Start of Records supplied
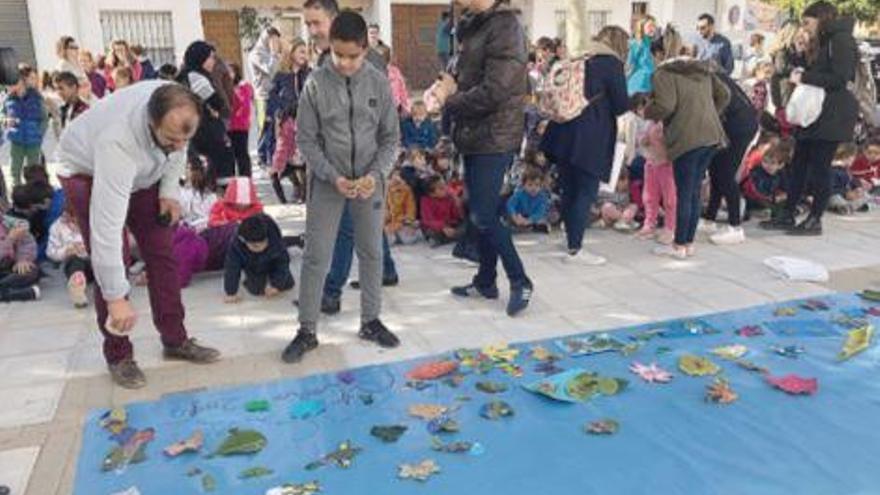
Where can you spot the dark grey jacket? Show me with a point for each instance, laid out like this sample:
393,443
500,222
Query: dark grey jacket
End of Records supplied
Start of Records supplied
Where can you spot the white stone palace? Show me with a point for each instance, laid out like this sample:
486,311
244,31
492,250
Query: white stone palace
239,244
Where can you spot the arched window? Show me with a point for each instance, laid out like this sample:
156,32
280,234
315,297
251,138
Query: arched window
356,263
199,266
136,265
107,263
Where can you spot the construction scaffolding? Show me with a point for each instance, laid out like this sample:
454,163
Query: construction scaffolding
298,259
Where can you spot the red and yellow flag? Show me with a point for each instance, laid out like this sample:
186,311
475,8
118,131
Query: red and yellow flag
End of Records supplied
__Task brief__
All that is needed is the number of lines above in which the string "flag" appears.

__Exercise output__
2